Goal of the exercise — Restate word for word the lines of the data below, from the first through the one that has "column 37, row 692".

(Items from a data source)
········
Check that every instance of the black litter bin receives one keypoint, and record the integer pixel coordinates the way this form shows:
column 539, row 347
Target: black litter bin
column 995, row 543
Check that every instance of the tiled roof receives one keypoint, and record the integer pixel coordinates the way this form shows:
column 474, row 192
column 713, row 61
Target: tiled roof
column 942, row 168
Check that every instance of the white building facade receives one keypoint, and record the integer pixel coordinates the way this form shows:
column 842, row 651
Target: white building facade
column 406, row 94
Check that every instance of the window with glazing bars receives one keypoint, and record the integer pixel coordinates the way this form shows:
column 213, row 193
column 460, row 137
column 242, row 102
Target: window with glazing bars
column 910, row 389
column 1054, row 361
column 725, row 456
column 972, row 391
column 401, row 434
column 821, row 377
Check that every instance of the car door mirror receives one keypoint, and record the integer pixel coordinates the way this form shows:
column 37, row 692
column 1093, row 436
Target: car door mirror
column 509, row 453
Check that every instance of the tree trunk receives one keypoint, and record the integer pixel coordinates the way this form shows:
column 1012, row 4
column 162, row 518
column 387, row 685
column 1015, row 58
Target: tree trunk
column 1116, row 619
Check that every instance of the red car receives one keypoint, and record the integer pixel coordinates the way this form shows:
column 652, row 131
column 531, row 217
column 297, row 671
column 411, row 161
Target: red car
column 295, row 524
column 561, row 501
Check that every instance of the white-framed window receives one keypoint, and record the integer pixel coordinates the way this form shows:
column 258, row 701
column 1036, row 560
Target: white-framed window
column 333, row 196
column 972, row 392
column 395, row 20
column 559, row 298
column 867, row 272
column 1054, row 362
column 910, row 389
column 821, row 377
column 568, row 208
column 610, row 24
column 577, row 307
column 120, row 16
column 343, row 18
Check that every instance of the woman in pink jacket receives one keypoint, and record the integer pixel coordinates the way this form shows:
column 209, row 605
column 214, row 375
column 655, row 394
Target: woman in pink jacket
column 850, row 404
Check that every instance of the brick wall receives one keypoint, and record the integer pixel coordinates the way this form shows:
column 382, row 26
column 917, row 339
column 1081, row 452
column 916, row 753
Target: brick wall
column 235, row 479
········
Reply to the exercise —
Check that every instance of the black litter bin receives one keypoint, and record the integer pixel coordinates the way this form shows:
column 539, row 347
Target: black litter bin
column 995, row 543
Check that every instance of the tiled roof receives one keypoint, and record the integer pixel coordinates the way this form shows:
column 474, row 192
column 713, row 61
Target: tiled roof
column 942, row 168
Check that every instance of the white building facade receives one keypoint, and record the integer pixel coordinates the way this form shows:
column 842, row 651
Target: white building facade
column 406, row 94
Check that every instance of the window with glazing bars receives one keypoint, and record the integer pixel coordinates the way this form shows:
column 213, row 193
column 460, row 137
column 242, row 102
Target: window with glazing bars
column 910, row 389
column 1054, row 361
column 725, row 456
column 972, row 391
column 401, row 434
column 821, row 377
Check that every instance of the car door mirror receives one keypoint, and record the integer pixel coordinates the way this form shows:
column 37, row 692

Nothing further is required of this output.